### Exercise task
Pick out every line in the material below that contains the string "player", and copy each one. Matches must have the same case.

··········

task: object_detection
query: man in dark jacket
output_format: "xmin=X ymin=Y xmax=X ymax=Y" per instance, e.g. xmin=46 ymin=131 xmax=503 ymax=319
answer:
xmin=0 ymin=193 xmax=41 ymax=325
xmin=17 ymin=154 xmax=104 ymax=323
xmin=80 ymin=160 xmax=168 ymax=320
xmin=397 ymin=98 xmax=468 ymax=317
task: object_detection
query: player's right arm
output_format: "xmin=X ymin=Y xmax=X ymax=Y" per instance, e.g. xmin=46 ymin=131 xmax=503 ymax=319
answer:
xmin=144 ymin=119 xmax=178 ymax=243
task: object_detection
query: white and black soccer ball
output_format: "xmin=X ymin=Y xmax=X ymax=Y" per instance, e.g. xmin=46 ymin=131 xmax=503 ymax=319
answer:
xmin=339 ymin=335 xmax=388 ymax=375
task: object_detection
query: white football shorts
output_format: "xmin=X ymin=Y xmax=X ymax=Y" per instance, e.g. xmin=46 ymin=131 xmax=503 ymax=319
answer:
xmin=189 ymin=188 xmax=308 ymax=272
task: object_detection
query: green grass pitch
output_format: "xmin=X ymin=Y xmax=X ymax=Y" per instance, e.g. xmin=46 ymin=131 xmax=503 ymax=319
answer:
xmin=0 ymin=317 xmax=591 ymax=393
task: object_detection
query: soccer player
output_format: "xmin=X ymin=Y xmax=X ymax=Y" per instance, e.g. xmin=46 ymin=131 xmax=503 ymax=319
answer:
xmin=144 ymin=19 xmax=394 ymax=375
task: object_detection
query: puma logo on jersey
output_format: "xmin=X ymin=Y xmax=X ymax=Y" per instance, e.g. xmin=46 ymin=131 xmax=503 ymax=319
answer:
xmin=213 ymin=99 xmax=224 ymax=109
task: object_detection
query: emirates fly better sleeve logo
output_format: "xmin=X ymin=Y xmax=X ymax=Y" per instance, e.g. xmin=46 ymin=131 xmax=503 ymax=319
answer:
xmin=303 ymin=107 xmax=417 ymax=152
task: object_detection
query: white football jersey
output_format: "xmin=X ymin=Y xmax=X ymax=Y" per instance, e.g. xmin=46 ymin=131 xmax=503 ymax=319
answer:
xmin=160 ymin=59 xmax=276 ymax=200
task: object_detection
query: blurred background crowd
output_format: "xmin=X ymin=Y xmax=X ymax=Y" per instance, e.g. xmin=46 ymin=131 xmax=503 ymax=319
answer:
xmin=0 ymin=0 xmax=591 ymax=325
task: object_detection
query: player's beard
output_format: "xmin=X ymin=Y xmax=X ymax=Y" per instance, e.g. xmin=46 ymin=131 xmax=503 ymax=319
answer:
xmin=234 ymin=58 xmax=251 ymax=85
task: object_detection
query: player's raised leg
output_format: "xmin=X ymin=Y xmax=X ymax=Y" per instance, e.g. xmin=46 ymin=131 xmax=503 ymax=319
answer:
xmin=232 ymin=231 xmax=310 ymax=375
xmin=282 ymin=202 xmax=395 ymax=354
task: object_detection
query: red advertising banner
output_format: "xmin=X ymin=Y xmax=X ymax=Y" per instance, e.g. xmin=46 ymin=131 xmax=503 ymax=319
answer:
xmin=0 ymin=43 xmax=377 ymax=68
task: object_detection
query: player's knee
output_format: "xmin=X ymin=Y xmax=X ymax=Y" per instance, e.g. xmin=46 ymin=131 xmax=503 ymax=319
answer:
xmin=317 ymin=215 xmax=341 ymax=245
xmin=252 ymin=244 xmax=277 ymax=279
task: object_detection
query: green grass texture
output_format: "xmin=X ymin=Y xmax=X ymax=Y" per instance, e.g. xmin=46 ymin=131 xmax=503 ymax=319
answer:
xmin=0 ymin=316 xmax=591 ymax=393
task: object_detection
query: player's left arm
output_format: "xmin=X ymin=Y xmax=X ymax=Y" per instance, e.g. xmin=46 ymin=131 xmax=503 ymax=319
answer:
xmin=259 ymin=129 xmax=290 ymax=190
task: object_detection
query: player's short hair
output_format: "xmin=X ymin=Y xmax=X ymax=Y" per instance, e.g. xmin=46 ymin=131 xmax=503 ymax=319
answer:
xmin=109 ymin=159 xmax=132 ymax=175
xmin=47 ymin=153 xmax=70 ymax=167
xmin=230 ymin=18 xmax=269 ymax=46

··········

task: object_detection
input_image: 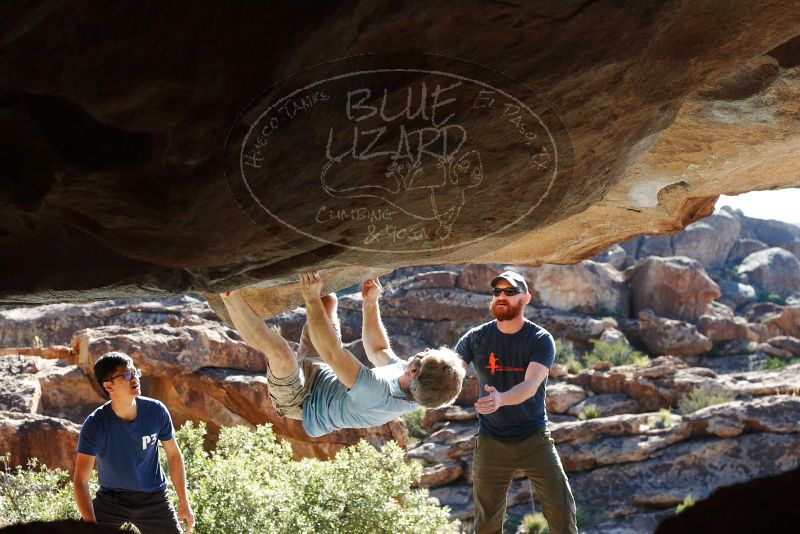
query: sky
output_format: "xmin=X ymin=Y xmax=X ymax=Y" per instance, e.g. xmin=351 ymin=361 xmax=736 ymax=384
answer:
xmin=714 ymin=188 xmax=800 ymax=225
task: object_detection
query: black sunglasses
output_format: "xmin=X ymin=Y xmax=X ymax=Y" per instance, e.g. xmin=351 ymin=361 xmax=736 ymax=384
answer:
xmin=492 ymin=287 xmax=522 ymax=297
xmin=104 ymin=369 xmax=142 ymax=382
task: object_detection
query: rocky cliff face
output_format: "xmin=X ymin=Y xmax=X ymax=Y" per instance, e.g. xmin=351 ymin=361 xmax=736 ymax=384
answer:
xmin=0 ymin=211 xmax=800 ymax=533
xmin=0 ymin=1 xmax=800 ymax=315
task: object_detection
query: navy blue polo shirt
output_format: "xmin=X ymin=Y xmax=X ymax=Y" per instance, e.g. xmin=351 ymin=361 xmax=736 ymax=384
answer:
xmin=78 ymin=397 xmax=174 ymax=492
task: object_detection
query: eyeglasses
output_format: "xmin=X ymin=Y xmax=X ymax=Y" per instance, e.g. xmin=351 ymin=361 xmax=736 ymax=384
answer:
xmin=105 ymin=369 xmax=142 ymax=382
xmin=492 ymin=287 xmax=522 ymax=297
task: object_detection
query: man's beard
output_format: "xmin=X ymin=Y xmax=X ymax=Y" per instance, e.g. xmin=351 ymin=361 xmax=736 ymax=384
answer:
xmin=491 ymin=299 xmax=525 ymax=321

··········

### Solution for this task
query: player's right arm
query: soccer player
query: player's beard
query: player's raised leg
query: player's knee
query: player's left arm
query: player's short hair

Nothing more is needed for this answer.